[Brano]

Nulla che appartenga al testo in sé ci assicura che il film che stiamo vedendo riguardi fatti e persone reali; è il patto implicito tra l’autore e lo spettatore che determina l’appartenenza del film al genere documentario. Presentare una serie di film all’interno di una rassegna di film etnografico significa in qualche modo promettere allo spettatore che i film rispetteranno, almeno in parte, certe consolidate regole di genere: riguarderanno culture delle società etnologiche oppure culture tradizionali, i soggetti ripresi avranno voce nel film e sicuramente non ci saranno effetti speciali a proiettare il racconto in una dimensione onirica.
Ogni rappresentazione etnografica comporta l’inscrizione nel testo di tre tipi di relazioni: tra chi filma e chi è filmato, tra chi filma e lo spettatore, fra chi è filmato e lo spettatore (Crawford, Simonsen, 1992).
La relazione fra chi è filmato e lo spettatore è già implicita in fase di ripresa ed è incorporata nella relazione fra chi è filmato e la macchina da presa. Se quindi il documento etnografico raccolto sul campo è sempre un “documento contrattato”, esso si costituisce come tale in una relazione triadica, in cui all’etnografo e all’informatore si aggiunge l’ideale fruitore, spettatore o lettore che sia.
L’attuale stato dell’arte del film etnografico riconosce a questi tre soggetti - chi è ripreso, chi riprende e chi guarda il film - una loro parte nella determinazione dei significati della rappresentazione.
Claudine de France ha introdotto l’utile distinzione fra messa in scena e auto-messa in scena (cfr. cap. 2, § 11), due momenti sempre complementari e presenti nella fotografia e nel film di tipo documentario. La messa in scena si riferisce a tutte le operazioni attivate dal realizzatore della fotografia o del film per ottenere una rappresentazione del soggetto o dei soggetti filmati. La scelta dell’inquadratura, dello sfondo (nel caso della fotografia), della focale del1’obiettivo, della pellicola ecc. costituiscono elementi che determinano la messa in scena.
L’auto-messa in scena, viceversa, indica le operazioni che i soggetti filmati compiono per rappresentarsi “adeguatamente” davanti all’obiettivo.

(Estratto del dataset)
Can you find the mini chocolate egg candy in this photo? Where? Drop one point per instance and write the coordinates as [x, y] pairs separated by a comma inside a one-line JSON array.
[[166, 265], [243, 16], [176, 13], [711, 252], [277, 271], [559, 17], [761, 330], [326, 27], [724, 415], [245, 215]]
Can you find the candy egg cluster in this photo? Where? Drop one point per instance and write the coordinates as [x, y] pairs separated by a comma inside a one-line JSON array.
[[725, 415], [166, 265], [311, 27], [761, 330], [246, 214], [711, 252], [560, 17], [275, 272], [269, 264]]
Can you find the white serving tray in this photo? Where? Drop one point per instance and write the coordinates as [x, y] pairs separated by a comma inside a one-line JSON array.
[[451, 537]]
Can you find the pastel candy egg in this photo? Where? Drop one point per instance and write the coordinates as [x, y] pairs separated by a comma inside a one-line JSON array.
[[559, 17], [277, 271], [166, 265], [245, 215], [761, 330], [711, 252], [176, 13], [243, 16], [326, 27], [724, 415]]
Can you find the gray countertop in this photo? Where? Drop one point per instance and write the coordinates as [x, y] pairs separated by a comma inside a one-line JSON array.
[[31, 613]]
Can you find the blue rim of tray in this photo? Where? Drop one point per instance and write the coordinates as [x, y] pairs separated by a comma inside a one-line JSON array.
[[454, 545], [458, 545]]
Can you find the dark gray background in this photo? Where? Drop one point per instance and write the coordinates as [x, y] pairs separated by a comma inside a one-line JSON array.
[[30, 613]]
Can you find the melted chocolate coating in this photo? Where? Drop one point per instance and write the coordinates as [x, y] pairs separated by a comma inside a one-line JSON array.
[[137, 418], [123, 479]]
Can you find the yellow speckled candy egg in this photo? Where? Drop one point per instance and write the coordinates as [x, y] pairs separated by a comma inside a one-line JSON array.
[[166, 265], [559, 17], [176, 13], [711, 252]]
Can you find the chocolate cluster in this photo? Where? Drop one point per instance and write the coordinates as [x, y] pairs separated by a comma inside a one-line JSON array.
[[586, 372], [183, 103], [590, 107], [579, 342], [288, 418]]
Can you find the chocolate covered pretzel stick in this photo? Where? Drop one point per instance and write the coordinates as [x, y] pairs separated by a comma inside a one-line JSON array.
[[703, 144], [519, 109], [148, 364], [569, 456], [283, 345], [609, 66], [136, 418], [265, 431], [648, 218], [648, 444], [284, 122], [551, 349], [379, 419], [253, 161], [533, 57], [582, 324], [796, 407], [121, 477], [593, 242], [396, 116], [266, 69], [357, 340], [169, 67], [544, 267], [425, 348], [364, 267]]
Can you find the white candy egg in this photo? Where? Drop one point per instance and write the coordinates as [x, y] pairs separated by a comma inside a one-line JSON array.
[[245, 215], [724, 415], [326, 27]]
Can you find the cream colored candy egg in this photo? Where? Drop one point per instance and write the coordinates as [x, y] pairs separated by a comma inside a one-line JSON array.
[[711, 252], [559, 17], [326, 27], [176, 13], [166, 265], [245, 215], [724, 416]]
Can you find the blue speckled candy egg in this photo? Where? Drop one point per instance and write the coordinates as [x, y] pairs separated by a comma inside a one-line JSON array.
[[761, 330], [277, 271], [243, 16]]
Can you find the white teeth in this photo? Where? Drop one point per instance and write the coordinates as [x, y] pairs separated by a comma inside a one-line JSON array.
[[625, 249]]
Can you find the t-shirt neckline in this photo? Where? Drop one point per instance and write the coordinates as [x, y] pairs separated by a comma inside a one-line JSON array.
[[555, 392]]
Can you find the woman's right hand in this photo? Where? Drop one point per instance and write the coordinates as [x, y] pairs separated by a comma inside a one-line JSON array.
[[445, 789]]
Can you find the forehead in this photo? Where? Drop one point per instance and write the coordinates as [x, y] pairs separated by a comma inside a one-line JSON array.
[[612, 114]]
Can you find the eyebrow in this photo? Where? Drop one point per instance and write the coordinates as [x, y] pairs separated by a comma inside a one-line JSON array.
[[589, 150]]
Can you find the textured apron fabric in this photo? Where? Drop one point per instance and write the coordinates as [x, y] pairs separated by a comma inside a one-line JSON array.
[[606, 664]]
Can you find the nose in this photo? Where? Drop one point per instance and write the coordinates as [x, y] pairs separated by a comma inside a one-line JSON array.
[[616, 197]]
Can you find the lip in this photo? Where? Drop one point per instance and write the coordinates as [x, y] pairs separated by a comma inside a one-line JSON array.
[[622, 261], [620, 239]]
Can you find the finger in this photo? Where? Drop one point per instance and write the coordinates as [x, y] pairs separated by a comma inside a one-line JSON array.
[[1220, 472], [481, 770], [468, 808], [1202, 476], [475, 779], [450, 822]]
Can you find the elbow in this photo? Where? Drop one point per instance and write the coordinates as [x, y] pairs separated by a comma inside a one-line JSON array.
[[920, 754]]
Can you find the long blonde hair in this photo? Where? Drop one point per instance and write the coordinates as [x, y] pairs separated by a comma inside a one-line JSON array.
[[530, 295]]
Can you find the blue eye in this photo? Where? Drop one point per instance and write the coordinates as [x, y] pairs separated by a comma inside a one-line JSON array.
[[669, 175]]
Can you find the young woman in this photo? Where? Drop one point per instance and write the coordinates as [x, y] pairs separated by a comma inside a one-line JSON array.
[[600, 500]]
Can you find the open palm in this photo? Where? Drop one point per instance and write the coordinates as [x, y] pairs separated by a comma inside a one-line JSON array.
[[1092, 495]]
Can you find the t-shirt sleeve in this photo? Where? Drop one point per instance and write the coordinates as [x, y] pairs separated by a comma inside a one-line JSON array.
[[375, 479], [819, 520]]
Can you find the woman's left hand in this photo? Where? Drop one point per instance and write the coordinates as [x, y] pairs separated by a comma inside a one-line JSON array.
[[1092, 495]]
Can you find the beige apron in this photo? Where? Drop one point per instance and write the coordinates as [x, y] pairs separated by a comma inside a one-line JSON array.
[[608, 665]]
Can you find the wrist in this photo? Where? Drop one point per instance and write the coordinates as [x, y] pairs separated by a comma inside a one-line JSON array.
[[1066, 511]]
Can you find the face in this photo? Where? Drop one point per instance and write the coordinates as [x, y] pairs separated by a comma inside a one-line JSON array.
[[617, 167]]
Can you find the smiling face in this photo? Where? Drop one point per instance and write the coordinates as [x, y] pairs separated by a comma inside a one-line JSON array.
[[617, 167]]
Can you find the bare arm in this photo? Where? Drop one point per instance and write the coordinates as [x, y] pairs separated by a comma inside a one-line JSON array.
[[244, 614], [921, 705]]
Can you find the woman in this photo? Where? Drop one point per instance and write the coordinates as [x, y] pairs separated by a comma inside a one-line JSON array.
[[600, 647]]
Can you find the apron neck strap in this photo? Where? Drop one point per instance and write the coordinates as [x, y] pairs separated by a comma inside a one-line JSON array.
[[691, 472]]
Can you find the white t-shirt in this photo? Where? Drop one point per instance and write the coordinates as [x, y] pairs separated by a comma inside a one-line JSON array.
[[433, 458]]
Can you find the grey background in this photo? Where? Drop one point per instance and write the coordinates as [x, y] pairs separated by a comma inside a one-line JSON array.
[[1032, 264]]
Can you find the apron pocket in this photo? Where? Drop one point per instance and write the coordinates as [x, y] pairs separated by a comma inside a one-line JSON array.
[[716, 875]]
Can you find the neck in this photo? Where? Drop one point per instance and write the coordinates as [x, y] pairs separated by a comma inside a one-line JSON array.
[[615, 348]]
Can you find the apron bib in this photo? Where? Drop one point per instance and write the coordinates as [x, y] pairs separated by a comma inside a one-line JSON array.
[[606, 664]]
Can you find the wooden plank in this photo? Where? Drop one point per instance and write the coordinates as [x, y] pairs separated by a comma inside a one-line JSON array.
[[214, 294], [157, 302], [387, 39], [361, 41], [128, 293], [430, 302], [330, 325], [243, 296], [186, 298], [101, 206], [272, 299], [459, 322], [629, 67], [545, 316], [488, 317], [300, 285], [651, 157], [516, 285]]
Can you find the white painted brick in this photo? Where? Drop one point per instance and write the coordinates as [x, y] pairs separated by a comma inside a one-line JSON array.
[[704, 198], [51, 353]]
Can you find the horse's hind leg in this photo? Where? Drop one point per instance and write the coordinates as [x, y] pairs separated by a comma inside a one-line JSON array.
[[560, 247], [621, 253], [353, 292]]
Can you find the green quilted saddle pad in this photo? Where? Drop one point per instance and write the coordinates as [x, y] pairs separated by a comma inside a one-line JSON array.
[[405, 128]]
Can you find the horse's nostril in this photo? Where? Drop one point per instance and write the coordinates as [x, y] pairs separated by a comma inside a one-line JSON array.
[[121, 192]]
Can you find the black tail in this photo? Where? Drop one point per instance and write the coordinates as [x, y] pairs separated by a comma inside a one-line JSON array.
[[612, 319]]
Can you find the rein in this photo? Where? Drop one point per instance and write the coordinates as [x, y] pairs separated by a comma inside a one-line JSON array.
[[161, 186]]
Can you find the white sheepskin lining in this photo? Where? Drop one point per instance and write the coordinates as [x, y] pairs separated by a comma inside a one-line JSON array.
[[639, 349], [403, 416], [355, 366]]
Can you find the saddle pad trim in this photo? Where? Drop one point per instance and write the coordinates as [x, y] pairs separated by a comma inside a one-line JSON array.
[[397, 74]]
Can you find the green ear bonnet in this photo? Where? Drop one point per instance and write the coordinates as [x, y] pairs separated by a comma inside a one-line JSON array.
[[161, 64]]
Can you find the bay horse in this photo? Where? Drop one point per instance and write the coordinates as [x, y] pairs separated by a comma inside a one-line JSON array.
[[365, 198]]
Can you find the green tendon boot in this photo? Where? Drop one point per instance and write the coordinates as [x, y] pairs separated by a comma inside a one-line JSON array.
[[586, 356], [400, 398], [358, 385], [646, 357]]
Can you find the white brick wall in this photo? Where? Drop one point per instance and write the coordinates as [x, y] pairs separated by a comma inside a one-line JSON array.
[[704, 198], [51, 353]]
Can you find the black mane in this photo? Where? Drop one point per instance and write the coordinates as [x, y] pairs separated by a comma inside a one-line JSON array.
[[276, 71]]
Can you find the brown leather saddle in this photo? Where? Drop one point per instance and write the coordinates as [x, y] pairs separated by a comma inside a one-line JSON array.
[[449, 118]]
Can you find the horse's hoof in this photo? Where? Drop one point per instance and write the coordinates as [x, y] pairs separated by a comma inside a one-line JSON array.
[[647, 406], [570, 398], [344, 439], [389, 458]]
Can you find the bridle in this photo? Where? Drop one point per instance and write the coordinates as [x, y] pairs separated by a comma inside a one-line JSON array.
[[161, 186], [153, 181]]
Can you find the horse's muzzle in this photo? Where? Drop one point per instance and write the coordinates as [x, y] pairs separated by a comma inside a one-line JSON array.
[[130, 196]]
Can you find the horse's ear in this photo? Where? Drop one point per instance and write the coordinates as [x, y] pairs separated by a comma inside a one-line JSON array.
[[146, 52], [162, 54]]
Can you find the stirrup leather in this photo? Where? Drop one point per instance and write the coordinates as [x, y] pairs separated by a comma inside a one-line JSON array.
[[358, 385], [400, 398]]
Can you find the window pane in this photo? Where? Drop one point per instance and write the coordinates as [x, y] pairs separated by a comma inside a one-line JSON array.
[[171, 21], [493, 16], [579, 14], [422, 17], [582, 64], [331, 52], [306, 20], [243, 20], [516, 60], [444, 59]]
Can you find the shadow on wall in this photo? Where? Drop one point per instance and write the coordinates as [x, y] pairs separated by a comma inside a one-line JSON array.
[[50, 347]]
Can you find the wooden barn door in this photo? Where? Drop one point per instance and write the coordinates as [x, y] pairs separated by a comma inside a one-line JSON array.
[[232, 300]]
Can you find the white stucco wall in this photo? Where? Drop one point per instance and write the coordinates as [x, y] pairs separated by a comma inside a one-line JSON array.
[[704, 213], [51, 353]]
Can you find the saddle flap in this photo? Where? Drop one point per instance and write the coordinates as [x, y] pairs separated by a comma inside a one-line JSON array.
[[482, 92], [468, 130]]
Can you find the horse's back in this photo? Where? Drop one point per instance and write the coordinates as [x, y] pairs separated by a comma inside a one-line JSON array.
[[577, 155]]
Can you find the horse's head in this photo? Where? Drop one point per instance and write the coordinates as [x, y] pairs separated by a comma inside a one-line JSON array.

[Esercizi proposti]
[A] Restituisca testualmente il tratto del brano sul film etnografico che va da "Claudine de France" fino a "messa in scena.".
[B] Risponda alle seguenti domande basandosi sul brano sul film etnografico:
(i) Che cosa determina, secondo il brano, l'appartenenza di un film al genere documentario?
(ii) Quali sono i tre tipi di relazioni che ogni rappresentazione etnografica inscrive nel testo?
(iii) Chi ha introdotto la distinzione fra messa in scena e auto-messa in scena?

[Soluzioni]
[A]
Claudine de France ha introdotto l’utile distinzione fra messa in scena e auto-messa in scena (cfr. cap. 2, § 11), due momenti sempre complementari e presenti nella fotografia e nel film di tipo documentario. La messa in scena si riferisce a tutte le operazioni attivate dal realizzatore della fotografia o del film per ottenere una rappresentazione del soggetto o dei soggetti filmati. La scelta dell’inquadratura, dello sfondo (nel caso della fotografia), della focale del1’obiettivo, della pellicola ecc. costituiscono elementi che determinano la messa in scena.

[B]
(i) Il patto implicito tra l'autore e lo spettatore.
(ii) La relazione tra chi filma e chi è filmato, quella tra chi filma e lo spettatore e quella fra chi è filmato e lo spettatore.
(iii) Claudine de France.